◆ **Request**
Drop all images and give the records again exactly.

_____

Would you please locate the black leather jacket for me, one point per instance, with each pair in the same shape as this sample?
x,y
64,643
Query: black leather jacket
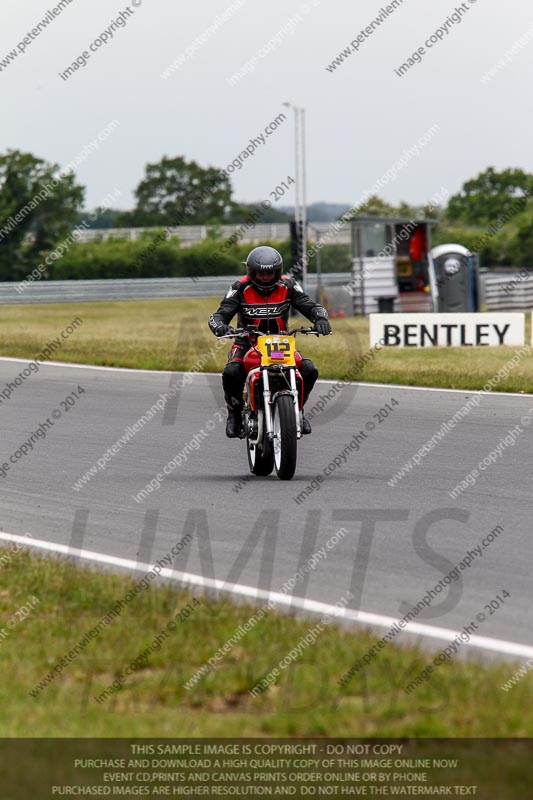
x,y
269,312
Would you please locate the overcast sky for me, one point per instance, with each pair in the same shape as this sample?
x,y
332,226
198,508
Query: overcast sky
x,y
360,118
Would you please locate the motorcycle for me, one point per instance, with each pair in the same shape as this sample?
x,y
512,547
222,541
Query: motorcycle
x,y
273,400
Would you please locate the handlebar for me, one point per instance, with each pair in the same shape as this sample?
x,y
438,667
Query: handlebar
x,y
252,331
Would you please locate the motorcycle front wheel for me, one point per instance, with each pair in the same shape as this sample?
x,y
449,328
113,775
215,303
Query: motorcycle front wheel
x,y
285,437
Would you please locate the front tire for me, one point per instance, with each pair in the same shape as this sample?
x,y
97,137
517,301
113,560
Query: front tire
x,y
285,441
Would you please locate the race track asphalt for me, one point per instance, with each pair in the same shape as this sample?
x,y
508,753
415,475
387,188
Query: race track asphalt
x,y
400,541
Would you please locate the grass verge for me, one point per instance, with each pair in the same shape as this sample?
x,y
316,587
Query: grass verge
x,y
464,699
173,335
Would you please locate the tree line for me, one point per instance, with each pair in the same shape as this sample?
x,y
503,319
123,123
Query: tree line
x,y
40,207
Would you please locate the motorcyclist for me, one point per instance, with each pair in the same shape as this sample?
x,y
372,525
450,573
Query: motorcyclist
x,y
263,297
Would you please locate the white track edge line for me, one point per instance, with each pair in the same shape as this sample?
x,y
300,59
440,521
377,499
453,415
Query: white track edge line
x,y
74,365
365,617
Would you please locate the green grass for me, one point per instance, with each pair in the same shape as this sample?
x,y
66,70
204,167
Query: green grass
x,y
464,701
173,335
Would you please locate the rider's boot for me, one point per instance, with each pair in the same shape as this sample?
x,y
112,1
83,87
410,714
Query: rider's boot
x,y
234,422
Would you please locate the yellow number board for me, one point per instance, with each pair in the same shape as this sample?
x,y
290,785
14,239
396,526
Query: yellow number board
x,y
277,350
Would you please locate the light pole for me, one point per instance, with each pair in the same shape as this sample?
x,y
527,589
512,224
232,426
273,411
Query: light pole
x,y
300,205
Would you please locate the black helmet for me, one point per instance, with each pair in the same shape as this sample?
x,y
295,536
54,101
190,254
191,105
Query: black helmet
x,y
264,259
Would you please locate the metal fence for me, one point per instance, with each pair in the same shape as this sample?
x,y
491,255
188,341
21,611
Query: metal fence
x,y
145,289
511,290
507,290
193,234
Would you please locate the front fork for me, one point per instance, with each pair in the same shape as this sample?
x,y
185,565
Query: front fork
x,y
268,400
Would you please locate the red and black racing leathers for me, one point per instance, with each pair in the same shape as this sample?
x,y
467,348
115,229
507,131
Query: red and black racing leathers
x,y
270,313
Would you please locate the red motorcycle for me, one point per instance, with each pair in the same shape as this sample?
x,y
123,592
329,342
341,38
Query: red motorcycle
x,y
273,400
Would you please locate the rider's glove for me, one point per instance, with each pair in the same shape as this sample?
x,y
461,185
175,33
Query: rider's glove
x,y
222,330
322,326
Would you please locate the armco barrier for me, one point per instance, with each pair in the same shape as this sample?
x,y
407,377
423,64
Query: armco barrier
x,y
149,288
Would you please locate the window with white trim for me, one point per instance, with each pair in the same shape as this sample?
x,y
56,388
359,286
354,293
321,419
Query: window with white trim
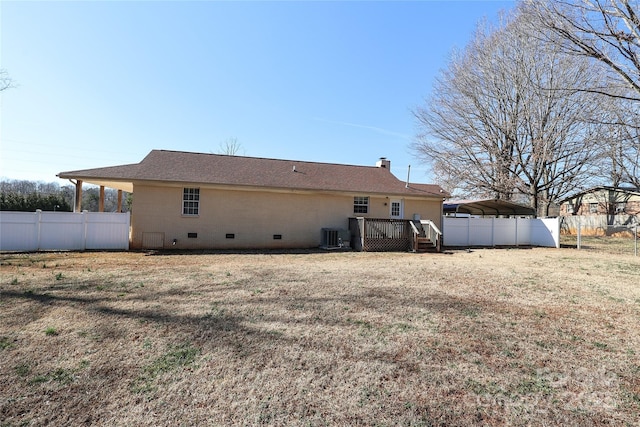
x,y
191,201
360,204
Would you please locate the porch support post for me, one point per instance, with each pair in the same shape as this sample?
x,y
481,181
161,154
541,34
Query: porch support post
x,y
101,201
119,201
78,206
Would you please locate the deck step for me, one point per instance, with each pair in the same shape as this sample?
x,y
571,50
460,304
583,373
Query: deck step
x,y
424,244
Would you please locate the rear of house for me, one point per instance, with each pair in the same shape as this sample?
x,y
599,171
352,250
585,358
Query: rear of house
x,y
205,201
601,210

_____

◆ **The output**
Would you please locate the black leather jacket for me, one point per instance, with each pair in the same shape as this sample?
x,y
64,643
Query: black leather jacket
x,y
269,312
Would you please locate the overcast sky for me, one point per instance, with each pair in the same shape as this sample?
x,y
332,226
198,508
Query: overcast sky
x,y
360,118
Would you please locate the motorcycle for me, one point per instance, with each pair in the same shape as this sample?
x,y
512,547
222,541
Query: motorcycle
x,y
273,400
Would you please locate the handlebar for me, one point per instance, with each pair in the same shape as this sample?
x,y
438,667
Query: handlebar
x,y
252,331
Would you please locate the motorcycle front wheel for me, one point per instance, with each pair in the same shape as this sample?
x,y
449,328
113,775
215,303
Query: motorcycle front wheel
x,y
285,437
Would you please locate the front tire for me, one point per instance, with each pair in the same shape as this sample?
x,y
97,137
517,301
113,560
Query: front tire
x,y
285,441
Would you please locate the race track asphalt for me, one point per instance, with each pair in the same shape as this sample?
x,y
508,753
415,475
387,188
Query: race track asphalt
x,y
400,541
Would you please locate the grass verge for me, one point per instance, with each pair in the same shape as this sample?
x,y
316,587
Query: grass verge
x,y
464,699
173,335
Would you please locate the tree line for me, one point per instance, with each pair in the same shape as this sample?
x,y
503,319
123,123
Query: tree line
x,y
40,207
Would you please locate the motorcyclist for me, one point per instance, with each pair in the same shape as this sample?
x,y
372,525
450,573
Query: motorcyclist
x,y
263,297
Would you please locate the white track edge line for me, one point per instance, with each pair in the same shape as this sample?
x,y
300,59
440,521
377,499
453,415
Query: white track edge line
x,y
74,365
365,617
Would you please locate the green grass for me, one point per instance, with each pair in the same shape as this sample?
x,y
66,70
204,167
Query: green grass
x,y
464,701
173,335
Would you please locate the rider's boot for me, one point per instance, with each pair in the same shape as this sample?
x,y
112,1
83,87
410,714
Query: rider's boot
x,y
234,422
Would you please locate the yellow number board for me, one point per instance, with each pair in the same shape as this sample?
x,y
290,785
14,239
396,526
Query: yellow number board
x,y
277,350
Would you please locate the light pole for me, one point per instance, with each pair in the same shape as this sample?
x,y
527,589
512,224
232,426
273,411
Query: light pole
x,y
300,205
Would you please locate the black helmet for me, one point per instance, with each pair in the same shape as this sample?
x,y
295,536
54,101
190,254
191,105
Query: black helmet
x,y
264,259
Would you please locate the metal fence for me, one point per instance, with each pair in the same shape as this sample?
x,y
491,255
188,341
21,611
Query: metal fence
x,y
145,289
511,290
507,290
193,234
Would you please locate the front fork for me, one point per instance, with each pair in the same shape as this sample?
x,y
185,565
Query: front fork
x,y
268,400
Would you please locate the red and black racing leathers for me, one point per instance, with each pair in the same shape as this sample?
x,y
467,348
115,229
507,131
Query: red and black racing leathers
x,y
270,313
Would you please locate the red motorcycle for me, one point per instance, with each pair in the same shape as this sample?
x,y
123,592
329,342
341,38
Query: red motorcycle
x,y
273,400
Would you please locate the rider's glove for me, one point per instance, with each pair in the same shape as this sample?
x,y
461,185
175,33
Query: rider's glove
x,y
222,330
322,326
Would you please locate the armco barrier for me, one point per instance, with each pair in the same shape as this sample?
x,y
407,377
423,64
Query: armco barrier
x,y
149,288
Would you please locate the window with white trim for me, one point per instance, with each pair in the same shape as this sample?
x,y
56,388
359,286
354,293
321,419
Query: window with white trim
x,y
191,201
360,204
Would you please locate the porch support post for me, one point per instance, with each pair in the same shape as this sample?
x,y
481,181
161,154
541,34
Query: porch support post
x,y
101,201
119,201
78,206
Would you please locate the deck step for me, one point per instance, with each pair in the same shape as this sample?
x,y
571,50
460,304
583,373
Query: deck step
x,y
424,244
Would you please locate the rear of house for me, one point per instance, with each pair in the same shape as this sample?
x,y
599,171
352,250
585,358
Query: rear of house
x,y
205,201
601,210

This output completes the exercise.